### EXERCISE AIM
Pick out every line in the material below that contains the word "distant" and copy each of those lines.

Excerpts from pointing data

______

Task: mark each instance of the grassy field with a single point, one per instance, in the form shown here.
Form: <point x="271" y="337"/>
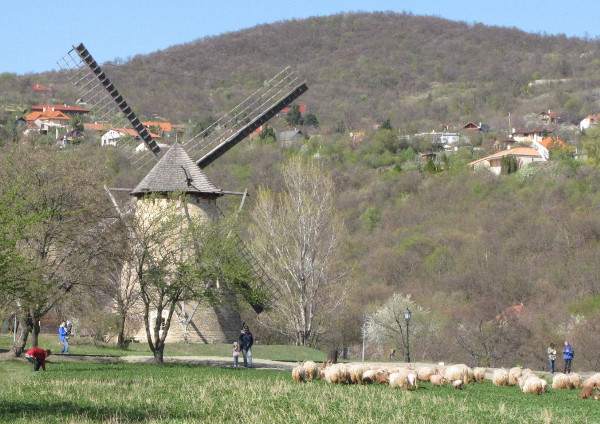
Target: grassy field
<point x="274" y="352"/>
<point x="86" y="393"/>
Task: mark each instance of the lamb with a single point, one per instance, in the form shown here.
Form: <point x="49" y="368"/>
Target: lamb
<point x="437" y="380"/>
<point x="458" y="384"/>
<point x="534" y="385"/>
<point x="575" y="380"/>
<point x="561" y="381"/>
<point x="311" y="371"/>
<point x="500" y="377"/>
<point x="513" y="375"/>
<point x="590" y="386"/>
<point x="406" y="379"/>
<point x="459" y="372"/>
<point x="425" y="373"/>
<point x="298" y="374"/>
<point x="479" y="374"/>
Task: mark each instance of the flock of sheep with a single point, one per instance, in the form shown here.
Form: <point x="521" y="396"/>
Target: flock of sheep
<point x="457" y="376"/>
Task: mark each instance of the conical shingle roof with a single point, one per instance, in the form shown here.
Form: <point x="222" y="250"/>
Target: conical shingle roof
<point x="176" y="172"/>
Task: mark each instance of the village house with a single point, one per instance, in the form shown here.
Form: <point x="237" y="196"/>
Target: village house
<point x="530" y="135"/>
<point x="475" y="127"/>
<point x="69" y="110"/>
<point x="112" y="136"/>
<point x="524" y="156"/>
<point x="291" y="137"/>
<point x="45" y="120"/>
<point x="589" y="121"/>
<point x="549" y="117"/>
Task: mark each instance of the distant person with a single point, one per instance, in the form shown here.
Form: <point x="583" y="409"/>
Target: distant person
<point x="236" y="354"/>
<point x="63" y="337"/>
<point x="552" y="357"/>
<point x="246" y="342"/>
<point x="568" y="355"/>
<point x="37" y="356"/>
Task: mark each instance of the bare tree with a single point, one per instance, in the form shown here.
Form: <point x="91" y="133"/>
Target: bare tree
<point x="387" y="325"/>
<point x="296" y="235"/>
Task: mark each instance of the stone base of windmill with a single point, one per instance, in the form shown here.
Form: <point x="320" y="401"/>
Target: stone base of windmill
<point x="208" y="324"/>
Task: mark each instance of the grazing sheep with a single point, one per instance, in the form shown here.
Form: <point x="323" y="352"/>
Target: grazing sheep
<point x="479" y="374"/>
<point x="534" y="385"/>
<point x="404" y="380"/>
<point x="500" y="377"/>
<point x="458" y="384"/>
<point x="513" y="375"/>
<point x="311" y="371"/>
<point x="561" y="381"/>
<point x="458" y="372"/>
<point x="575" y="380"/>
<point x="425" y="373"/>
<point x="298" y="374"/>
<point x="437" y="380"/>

______

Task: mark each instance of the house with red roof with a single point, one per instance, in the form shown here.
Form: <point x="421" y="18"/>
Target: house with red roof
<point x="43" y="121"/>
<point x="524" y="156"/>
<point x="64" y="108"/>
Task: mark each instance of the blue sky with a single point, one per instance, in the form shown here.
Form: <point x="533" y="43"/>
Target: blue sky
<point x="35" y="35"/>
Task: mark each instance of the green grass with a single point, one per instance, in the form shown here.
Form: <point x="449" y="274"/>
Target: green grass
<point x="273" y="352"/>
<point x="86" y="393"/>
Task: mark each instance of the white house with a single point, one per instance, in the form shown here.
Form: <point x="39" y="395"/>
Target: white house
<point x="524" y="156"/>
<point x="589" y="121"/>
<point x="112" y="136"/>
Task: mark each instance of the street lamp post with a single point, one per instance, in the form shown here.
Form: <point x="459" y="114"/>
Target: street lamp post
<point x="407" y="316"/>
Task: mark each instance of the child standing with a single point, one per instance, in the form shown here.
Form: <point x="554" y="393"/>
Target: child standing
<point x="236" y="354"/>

______

### WRITTEN REPLY
Task: mark each instance of the distant person with a single point, one per instance, in the form shown here.
Target: distant person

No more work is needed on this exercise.